[Recorded data]
*** Block opens ***
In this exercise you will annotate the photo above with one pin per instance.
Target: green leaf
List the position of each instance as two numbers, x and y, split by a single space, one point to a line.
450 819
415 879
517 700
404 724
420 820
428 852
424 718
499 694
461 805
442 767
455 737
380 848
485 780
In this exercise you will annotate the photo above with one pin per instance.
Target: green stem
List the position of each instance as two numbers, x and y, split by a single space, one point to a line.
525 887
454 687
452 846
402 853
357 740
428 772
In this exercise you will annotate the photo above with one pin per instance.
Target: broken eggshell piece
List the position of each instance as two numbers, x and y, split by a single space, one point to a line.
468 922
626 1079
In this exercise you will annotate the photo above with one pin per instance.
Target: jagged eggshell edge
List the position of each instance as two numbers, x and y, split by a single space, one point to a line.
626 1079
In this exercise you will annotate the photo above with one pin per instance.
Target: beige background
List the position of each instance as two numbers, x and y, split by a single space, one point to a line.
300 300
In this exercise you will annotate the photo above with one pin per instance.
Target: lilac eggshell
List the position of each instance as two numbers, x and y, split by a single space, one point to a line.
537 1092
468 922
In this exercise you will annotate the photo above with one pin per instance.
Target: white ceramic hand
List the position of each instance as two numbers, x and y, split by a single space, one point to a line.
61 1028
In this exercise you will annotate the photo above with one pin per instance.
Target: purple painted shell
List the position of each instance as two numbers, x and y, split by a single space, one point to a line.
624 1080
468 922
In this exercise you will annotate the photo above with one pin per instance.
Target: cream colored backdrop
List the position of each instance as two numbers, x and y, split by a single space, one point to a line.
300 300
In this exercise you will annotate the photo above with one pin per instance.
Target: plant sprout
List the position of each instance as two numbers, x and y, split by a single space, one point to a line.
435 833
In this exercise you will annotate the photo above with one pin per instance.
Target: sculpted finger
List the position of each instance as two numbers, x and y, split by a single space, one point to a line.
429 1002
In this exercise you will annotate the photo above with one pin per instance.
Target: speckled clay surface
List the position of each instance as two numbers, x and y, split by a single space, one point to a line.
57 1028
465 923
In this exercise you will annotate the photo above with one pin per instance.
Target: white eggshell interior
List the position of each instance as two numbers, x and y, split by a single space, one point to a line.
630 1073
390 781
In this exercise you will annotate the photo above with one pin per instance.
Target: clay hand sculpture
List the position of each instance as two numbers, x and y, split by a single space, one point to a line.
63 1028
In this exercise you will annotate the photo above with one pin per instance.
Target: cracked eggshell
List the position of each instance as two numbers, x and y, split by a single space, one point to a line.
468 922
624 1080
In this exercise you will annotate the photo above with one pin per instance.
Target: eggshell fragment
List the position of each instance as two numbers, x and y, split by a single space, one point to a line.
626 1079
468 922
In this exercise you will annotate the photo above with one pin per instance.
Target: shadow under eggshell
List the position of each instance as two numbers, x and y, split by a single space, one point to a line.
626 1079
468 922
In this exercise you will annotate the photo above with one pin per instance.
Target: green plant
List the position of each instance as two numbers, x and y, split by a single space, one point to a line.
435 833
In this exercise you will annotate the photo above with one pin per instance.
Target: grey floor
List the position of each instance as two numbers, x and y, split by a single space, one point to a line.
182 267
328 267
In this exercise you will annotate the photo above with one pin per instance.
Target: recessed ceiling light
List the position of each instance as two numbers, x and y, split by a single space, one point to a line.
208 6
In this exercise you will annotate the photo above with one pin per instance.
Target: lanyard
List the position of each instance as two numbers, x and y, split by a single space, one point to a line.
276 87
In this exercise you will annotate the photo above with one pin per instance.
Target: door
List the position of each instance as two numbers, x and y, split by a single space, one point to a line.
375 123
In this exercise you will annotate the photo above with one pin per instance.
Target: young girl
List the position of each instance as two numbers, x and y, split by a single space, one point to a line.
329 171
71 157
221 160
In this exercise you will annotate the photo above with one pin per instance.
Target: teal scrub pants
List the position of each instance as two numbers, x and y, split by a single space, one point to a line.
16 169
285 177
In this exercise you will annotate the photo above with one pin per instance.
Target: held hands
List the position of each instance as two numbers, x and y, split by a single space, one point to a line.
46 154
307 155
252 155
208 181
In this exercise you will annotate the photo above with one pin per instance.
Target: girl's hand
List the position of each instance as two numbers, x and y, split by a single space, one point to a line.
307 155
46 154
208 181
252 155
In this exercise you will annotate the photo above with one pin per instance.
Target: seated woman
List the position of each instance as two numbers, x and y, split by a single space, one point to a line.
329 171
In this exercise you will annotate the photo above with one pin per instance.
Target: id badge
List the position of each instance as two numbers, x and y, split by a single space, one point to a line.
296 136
*** Block closes ***
DESCRIPTION OF THE TASK: Every line of the data above belongs in the answer, unchanged.

WRITTEN ANSWER:
In this exercise you will annotate the photo above with one pin per instance.
Target: green leaf
List the position of each instance as two numbers, x and y, split by a single space, one point to a line.
450 819
415 879
517 700
404 724
420 820
428 852
424 718
499 694
461 805
442 767
455 737
380 848
485 780
In this exercise you will annotate the photo above with one pin per instance.
Target: green stem
List the position of each instance as two numbers, x and y, split by a single space, one point to a line.
525 887
454 687
452 846
402 853
357 740
428 772
In this exercise you will annotate the photo above with one pin per instance.
Target: broken eggshell piece
List the position of each instance as two numbers, x and y, split by a single space, one point to a line.
468 922
626 1079
In this exercise you will annotate the photo above with one pin per instance.
Target: jagged eggshell edge
List the position of each instance as two numbers, x and y, split by a single space, one point to a line.
626 1079
In this exercise you will annotate the photo above with one pin per instance.
Target: beige background
List the position of each instance as two numbers, x and y, split by a single space, one point to a line.
300 300
In this exercise you will annotate the photo above with one pin per instance.
Target: lilac eggshell
List the position of each instance as two numbers, x and y, split by a single space, one point to a line.
537 1092
468 922
In this exercise you will annotate the photo above with one pin per instance.
Target: white ceramic hand
List the position of each instance as two numbers, x and y, split by a single space, one point to a line.
61 1028
In this exercise you will annotate the photo above with one pin per instance.
Target: purple painted shell
List the position of each instance as two numbers, x and y, split by a single space, one point to a line.
624 1080
468 922
In this exercise you will annotate the photo above with one pin per instance.
Target: cream colored backdrop
List the position of each instance as two numbers, x and y, split by a single space, one point to a line.
300 300
In this exercise you will annotate the photo above with one pin per instance.
Target: plant sprout
List the position of each instance as two numbers, x and y, split by a single space, one point to a line.
435 833
In this exercise you will annotate the photo above with one pin per instance.
Target: sculpted finger
List the position of each instance as two numbers, x and y, split by a single space, one point to a line.
429 1002
In this exercise you will annotate the photo above with one pin per instance.
Target: speckled clay surface
List the position of each instance as two numbers, x and y, split by a single space, one point to a line.
57 1028
465 923
In this exercise you will annotate the photo above with one pin per instance.
Target: white eggshell interior
List the position of each instance as two numbers, x and y, split by a single space, one point to a line.
630 1073
390 781
In this exercise you will annotate the photo above with one pin per instance.
Target: clay hand sculpture
List the position of each instance as two numbers, x and y, split by a single space, one point to a line.
63 1028
In this exercise you will annotate the photo above with one pin per instance.
Target: cracked eggshell
List the position of each instance as two numbers, x and y, split by a single space, one point to a line.
468 922
624 1080
In this exercise you will annotate the photo above with one pin per instance.
Target: eggshell fragment
List the position of each instance as two numbers, x and y, split by a single space, one point to a line.
626 1079
468 922
In this exercise you will annotate the photo above with one pin per instance.
Target: shadow under eggshell
List the position of each instance as two numbers, x and y, split by a single space, one point to a line.
626 1079
468 922
In this exercise you will annotate the photo above with one pin per instance.
Target: green plant
List the position of each instance as two numbers, x and y, split by a single space, one point to a line.
435 833
In this exercise you will annotate the photo above with one pin per instance.
Target: grey floor
List the position of each instance as two numbers, x and y, split by a single space, one point to a line.
182 267
328 267
In this exercise you will annotate the photo above with one pin per instance.
Target: recessed ceiling light
List the position of each instance as two numbers, x and y, split by a single space, one point to a line.
208 6
In this exercise you will annotate the photo above with one pin per instance.
Target: lanyard
List the position of each instance as two numbers, x and y, split by a single space, one point to a line.
276 87
In this exercise you will annotate the photo above with one pin per instance.
Target: door
List the position of each instance as two numbers, x and y, split by a single space, one point to a line.
375 123
In this exercise you will annotate the photo above with one pin per instance.
Target: young girl
List the position of each instance as two numbers, x and y, split by a single space, one point to a line.
329 171
71 157
221 160
In this exercise you will annotate the photo above with one pin per instance.
Target: teal scrub pants
List the position of each instance as two numbers, x and y, split by a single space, one point to a line.
16 169
285 177
In this exercise you will annotate the photo above with one pin per instance.
Target: held hands
List the position of each instance as two numbers, x and y, split by a single space, one point to a line.
46 154
307 155
252 155
208 181
In this exercise you will annotate the photo above with one pin per instance.
Target: girl's hand
List the position of each instance as two numbers, x and y, split by a single space, one point to a line.
307 155
46 154
208 181
252 155
In this exercise you will annotate the photo above with one pin per instance.
Target: seated woman
List the position of each instance as two numbers, x and y, split by a single space, one point to a line.
329 171
In this exercise you will annotate the photo above with one pin per instance.
Target: id badge
List the position of each instance as two numbers, x and y, split by a single space, one point to a line.
296 136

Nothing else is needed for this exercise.